## TASK REQUIREMENTS
Extract exactly the range of lines bounded by the line containing "Task: identify the leafy" and the final line of the listing, both ends included, and no other lines.

[Point placement records]
--- begin ---
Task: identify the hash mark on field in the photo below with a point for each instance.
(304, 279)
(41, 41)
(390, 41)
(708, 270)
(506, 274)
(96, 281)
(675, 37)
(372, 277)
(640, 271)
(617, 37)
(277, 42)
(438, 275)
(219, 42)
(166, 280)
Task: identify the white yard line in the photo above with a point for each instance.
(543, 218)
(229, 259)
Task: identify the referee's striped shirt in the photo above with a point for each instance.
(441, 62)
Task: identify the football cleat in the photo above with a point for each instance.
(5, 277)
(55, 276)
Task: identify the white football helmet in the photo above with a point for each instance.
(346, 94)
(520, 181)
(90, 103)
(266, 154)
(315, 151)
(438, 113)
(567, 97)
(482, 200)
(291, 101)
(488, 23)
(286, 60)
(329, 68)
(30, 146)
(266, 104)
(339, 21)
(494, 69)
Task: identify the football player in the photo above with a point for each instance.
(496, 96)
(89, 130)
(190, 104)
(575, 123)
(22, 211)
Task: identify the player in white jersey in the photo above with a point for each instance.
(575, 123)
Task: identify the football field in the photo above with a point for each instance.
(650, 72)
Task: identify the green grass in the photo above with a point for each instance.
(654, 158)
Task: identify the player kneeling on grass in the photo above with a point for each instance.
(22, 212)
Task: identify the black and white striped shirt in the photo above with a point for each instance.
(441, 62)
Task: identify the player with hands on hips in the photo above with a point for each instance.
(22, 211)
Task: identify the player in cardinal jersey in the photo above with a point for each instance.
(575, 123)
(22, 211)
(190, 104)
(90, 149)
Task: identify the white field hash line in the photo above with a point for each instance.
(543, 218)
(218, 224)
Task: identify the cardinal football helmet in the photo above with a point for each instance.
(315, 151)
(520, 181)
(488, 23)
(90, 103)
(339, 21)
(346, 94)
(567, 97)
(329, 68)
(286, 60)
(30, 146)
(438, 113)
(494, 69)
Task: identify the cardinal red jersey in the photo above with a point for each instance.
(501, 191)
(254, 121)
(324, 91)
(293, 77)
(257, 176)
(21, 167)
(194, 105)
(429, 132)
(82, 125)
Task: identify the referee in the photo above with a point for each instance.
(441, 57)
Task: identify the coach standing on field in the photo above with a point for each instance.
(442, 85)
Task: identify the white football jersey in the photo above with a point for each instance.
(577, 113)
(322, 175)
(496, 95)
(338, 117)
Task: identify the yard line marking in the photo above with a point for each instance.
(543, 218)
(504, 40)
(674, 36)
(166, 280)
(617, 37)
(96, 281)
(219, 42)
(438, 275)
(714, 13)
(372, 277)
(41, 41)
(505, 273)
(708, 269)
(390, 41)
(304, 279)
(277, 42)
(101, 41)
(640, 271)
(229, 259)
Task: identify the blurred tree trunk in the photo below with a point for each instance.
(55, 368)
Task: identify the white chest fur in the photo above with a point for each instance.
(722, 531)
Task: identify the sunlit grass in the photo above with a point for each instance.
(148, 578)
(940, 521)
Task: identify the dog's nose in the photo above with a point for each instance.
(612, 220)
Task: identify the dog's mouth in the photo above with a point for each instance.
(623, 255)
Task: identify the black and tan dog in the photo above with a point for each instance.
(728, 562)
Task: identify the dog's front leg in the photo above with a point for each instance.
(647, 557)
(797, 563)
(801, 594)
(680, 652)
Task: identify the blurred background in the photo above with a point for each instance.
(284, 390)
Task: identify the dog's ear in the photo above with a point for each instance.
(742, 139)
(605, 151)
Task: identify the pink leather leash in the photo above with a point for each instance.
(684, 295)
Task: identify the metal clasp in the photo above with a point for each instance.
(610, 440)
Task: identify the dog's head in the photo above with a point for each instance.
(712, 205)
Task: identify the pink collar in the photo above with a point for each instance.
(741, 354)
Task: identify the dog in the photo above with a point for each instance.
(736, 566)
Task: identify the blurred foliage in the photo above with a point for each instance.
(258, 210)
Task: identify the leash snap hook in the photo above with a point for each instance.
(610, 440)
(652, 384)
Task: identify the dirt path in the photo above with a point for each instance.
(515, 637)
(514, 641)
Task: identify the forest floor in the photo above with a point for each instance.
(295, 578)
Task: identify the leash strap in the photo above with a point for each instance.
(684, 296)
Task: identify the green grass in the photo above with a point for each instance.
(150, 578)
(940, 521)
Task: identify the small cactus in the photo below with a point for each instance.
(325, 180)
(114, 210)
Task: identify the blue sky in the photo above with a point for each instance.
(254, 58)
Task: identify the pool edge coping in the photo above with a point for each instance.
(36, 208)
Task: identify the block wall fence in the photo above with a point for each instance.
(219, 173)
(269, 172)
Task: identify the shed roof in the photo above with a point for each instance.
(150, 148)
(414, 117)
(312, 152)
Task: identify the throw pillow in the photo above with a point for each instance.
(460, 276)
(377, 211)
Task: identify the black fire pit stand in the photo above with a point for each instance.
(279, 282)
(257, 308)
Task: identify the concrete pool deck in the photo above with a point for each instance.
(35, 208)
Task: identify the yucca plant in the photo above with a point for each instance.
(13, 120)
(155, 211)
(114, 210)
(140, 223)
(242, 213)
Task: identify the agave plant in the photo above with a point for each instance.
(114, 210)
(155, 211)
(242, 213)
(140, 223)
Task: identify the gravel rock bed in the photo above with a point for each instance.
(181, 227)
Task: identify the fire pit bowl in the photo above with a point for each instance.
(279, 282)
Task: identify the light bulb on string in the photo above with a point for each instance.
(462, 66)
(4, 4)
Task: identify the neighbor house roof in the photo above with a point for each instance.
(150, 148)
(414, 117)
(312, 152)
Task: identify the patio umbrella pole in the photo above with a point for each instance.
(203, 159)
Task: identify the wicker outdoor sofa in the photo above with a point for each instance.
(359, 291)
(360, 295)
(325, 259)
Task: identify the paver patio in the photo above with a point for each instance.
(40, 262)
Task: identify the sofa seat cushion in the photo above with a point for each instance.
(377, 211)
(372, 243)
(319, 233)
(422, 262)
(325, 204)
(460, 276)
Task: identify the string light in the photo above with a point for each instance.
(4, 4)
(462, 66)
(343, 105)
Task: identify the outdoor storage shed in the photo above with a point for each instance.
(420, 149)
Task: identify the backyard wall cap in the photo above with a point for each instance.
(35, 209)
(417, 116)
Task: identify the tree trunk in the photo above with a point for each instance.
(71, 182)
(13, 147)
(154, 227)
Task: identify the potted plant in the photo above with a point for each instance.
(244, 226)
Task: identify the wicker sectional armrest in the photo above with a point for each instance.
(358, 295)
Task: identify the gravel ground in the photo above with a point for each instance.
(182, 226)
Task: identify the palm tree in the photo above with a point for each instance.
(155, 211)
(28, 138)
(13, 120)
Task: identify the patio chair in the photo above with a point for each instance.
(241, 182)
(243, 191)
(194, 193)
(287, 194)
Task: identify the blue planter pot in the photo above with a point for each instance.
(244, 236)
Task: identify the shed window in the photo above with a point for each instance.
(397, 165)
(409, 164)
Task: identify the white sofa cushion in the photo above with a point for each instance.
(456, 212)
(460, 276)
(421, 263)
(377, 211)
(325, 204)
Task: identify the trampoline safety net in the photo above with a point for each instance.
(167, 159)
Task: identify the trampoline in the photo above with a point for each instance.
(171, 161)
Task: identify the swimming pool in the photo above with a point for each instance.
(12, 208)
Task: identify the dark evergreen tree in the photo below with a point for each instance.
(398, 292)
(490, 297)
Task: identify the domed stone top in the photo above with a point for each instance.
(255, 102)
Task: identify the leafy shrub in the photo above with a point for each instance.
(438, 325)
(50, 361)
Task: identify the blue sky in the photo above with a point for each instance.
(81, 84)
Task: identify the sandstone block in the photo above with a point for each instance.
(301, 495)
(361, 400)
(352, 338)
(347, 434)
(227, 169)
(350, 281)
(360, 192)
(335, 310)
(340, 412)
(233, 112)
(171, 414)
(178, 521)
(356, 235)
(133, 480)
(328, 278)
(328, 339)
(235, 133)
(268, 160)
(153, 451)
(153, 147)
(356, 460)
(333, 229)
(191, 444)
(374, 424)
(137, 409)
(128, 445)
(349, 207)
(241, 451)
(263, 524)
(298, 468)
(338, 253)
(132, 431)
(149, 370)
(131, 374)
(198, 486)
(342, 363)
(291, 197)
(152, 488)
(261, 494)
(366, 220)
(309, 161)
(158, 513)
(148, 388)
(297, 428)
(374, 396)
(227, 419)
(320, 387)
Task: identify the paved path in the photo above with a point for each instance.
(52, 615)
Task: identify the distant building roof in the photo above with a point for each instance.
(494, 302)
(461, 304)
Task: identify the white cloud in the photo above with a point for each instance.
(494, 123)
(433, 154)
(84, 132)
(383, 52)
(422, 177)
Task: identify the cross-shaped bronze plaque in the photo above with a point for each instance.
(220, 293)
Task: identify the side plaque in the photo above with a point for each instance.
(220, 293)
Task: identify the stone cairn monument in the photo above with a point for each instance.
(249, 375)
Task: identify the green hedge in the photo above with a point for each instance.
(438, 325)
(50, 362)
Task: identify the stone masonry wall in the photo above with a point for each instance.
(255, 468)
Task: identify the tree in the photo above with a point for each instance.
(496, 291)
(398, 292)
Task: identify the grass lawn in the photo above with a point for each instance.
--- end ---
## RESULT BELOW
Task: identify the leafy shrub in the photo above with a point for each instance.
(438, 325)
(50, 361)
Task: identify the blue sky in the photo above with a point for each instance.
(81, 84)
Task: identify the sandstone block in the photo above with a point for each instance.
(301, 495)
(361, 400)
(352, 338)
(347, 434)
(227, 169)
(350, 281)
(360, 192)
(335, 310)
(340, 412)
(233, 112)
(171, 414)
(178, 521)
(356, 235)
(133, 480)
(328, 278)
(328, 339)
(235, 133)
(268, 160)
(153, 451)
(153, 147)
(356, 460)
(333, 229)
(191, 444)
(374, 424)
(137, 409)
(128, 445)
(349, 207)
(241, 451)
(263, 524)
(298, 468)
(338, 253)
(132, 431)
(149, 370)
(131, 374)
(198, 486)
(342, 363)
(291, 197)
(152, 488)
(261, 494)
(366, 220)
(309, 161)
(158, 513)
(148, 388)
(297, 428)
(374, 396)
(227, 419)
(320, 387)
Task: identify the paved path in the photo above with a point for each instance.
(52, 615)
Task: identify the distant building roof in the photo above with a point for each instance.
(494, 302)
(461, 304)
Task: identify the white cloud in the photo above with a point for each instance.
(494, 123)
(433, 154)
(84, 132)
(383, 52)
(422, 177)
Task: identify the cross-shaped bronze plaque in the photo above with a point for each instance.
(220, 293)
Task: identify the side plaque in the photo above with a point for each instance.
(220, 293)
Task: identify the stone cairn monument in the photo above with a point for each instance.
(249, 375)
Task: identify the green hedge in the photo above with a point for each instance.
(438, 325)
(50, 362)
Task: identify the stone masonry wall in the photo above with a point for each instance.
(255, 468)
Task: identify the tree in the photo above with a point for each instance.
(496, 291)
(398, 292)
Task: identify the grass lawn in the photo above with a point for each instance.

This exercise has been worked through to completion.